## WORK INSTRUCTIONS:
Reproduce every line of the data from the line with "Please indicate the trail" through the end. In the answers, multiply each x and y coordinate by 0.9 and round it to a whole number, with halves rounding up.

## MATERIAL PROVIDED:
______

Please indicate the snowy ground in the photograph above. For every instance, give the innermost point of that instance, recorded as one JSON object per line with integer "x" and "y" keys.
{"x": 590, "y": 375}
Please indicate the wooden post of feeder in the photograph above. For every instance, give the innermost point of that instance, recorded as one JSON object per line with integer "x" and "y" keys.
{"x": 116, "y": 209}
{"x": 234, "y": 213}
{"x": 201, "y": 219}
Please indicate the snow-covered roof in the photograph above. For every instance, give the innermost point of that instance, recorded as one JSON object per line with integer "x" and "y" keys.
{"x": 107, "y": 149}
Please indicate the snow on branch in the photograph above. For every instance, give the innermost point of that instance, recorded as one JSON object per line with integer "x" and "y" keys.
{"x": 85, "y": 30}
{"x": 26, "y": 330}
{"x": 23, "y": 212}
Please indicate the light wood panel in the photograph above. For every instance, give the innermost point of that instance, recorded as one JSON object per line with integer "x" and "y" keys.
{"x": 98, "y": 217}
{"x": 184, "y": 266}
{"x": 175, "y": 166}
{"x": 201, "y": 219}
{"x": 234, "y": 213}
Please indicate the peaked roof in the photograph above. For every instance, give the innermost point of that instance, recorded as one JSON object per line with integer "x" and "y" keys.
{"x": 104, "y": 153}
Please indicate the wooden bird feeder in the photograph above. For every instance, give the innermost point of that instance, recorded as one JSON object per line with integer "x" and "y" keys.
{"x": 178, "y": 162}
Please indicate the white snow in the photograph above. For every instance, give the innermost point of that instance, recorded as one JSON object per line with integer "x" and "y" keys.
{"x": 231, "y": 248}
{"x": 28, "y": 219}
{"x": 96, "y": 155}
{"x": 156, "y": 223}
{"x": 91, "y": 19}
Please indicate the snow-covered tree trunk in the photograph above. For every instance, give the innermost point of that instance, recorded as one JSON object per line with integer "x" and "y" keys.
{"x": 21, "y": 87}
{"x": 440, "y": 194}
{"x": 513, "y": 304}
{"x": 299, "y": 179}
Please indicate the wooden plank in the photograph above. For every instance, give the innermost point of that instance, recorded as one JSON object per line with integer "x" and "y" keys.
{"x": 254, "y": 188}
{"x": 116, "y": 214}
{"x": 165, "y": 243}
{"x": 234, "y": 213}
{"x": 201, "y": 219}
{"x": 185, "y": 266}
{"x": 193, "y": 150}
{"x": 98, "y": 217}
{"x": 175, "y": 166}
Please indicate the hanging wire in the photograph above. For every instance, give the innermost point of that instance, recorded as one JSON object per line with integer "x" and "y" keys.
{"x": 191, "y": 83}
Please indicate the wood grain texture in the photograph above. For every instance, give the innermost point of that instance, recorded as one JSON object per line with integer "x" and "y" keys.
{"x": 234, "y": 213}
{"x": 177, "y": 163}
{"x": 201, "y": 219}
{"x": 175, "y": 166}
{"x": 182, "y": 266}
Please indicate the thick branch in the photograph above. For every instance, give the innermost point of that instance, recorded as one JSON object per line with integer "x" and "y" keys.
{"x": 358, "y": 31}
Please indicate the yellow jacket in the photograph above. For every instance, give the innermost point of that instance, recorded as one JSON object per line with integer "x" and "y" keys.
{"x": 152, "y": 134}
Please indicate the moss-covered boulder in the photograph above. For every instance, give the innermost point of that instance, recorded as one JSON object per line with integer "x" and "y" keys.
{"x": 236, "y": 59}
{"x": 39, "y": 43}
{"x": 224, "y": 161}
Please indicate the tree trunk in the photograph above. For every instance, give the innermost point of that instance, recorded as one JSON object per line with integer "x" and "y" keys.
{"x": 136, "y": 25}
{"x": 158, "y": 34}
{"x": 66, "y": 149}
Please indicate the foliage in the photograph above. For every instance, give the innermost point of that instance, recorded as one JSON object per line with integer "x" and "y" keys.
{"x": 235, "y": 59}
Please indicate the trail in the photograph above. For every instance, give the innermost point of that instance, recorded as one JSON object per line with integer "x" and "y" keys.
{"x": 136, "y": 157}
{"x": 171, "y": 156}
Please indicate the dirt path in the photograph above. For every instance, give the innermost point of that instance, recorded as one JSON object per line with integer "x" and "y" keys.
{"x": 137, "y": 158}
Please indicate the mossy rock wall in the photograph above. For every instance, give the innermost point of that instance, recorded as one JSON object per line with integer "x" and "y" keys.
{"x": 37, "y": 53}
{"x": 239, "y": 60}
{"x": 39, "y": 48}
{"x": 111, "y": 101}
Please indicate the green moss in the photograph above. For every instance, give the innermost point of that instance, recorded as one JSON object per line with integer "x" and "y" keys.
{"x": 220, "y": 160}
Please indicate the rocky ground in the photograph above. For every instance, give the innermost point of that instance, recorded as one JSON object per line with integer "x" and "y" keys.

______

## FINAL ANSWER:
Please indicate the trail in the photograph above. For every instance, give the innermost point of that instance, recorded as one JSON object per line with integer "x" and "y" keys.
{"x": 122, "y": 141}
{"x": 154, "y": 140}
Please indicate the dirt path in the photograph above. For every instance, give the innermost point of that instance, recorded as one JSON object per line with integer "x" and "y" keys.
{"x": 123, "y": 142}
Please indicate the mossy rock wall in the photograph above. For every instance, give the innermost point of that instance, recorded as one JSON object per line with integer "x" and "y" keys.
{"x": 33, "y": 48}
{"x": 215, "y": 54}
{"x": 35, "y": 43}
{"x": 100, "y": 91}
Please indicate the green moss in the photograph above. For every instance, give the innermost point of that instance, recorded as one JSON object per line with integer "x" and "y" keys.
{"x": 198, "y": 144}
Please indicate the rocky ground in the photograph above. For every instance, give the innermost point of that instance, recorded as one JSON object per line with integer "x" and "y" keys.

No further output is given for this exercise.